» **INSTRUCCIONES**
¿Puedes citar sin cambios el pasaje del texto sobre ascensores y aspiradoras que empieza con "Fue al ingeniero" y sigue hasta "de sus ideas."?

*** BLOQUE DE TEXTO ***

Pero cada opción tiene sus virtudes, reflexionó el administrador de minas alemán Wilhelm Albert, y empezó a retorcer hilos de hierro a la manera de las sogas.
Para 1834 había creado el cable de acero trenzado, más robusto que las cuerdas de cáñamo, y más barato y liviano que las cadenas de hierro.
Ese invento de hace 190 años hizo que los ascensores se hicieran más seguros.
Pero la tecnología que ayuda a impulsar los ascensores hacia arriba es aún más antigua: se utilizó en un arma de guerra en asedios del siglo XII.
El trabuquete de contrapeso era un dispositivo gigante parecido a una catapulta, que se usaba para lanzar proyectiles enormes a grandes distancias, lo que le permitía a los invasores aplastar las defensas enemigas muy rápidamente.
Es el mismo mecanismo que facilita que los ascensores de hoy eleven el peso de la cabina hacia arriba.
Las aspiradoras de hoy están llenas de una serie de artefactos electrónicos de alta tecnología.
El Gen5, por ejemplo, es el pequeño motor del modelo más poderoso de las de Dyson, y puede girar a 135.000 revoluciones por minuto, 9 veces más rápido que el de un auto de Formula 1.
Eso hace que el aire pase a 75% de la velocidad del sonido, lo que implica una poderosa succión, vital para recoger las más tercas partículas indeseadas del entorno.
Curiosamente, aquello de que la succión fuera la solución, no siempre fue obvio: las primeras máquinas no aspiraban, sino que soplaban aire para intentar levantar el polvo de las alfombras y depositarlo en una bolsa recolectora.
Fue al ingeniero Hubert Cecil Booth a quien se le ocurrió que funcionaría mejor succionar la suciedad a través de un filtro, y en 1901 inventó la primera aspiradora.
El aparato, sin embargo, era costosísimo y enorme.
Pero apenas seis años más tarde llegaron aspiradoras portátiles y más baratas, de la mano de James Spangler un inventor poco exitoso que no había logrado dar en el clavo con ninguna de sus ideas.
Falto de dinero, Spangler tuvo que emplearse en una tienda de departamentos de Ohio, EE.UU.
Su trabajo consistía en limpiar, pero como sufría de asma, le hacía mucho daño.
Decidió idear un aparato electrónico que succionara el polvo, valiéndose del motor de una máquina de coser, un palo de escoba, una funda de almohada y una caja con llantas.
Aunque creó la primera aspiradora portátil, el nombre que pervivió asociado a su invento fue el del empresario local que invirtió en la innovación: William Hoover.
Spangler murió antes de ver cuán exitosa fue su creación, cuya popularidad explotó en la década de 1920, acompañada de constantes mejoras.

*** DATOS DISPONIBLES ***

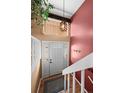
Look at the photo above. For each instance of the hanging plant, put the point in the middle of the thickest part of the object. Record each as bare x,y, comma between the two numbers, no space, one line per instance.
40,10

***

» **SOLUCIÓN ESCRITA**
Fue al ingeniero Hubert Cecil Booth a quien se le ocurrió que funcionaría mejor succionar la suciedad a través de un filtro, y en 1901 inventó la primera aspiradora.
El aparato, sin embargo, era costosísimo y enorme.
Pero apenas seis años más tarde llegaron aspiradoras portátiles y más baratas, de la mano de James Spangler un inventor poco exitoso que no había logrado dar en el clavo con ninguna de sus ideas.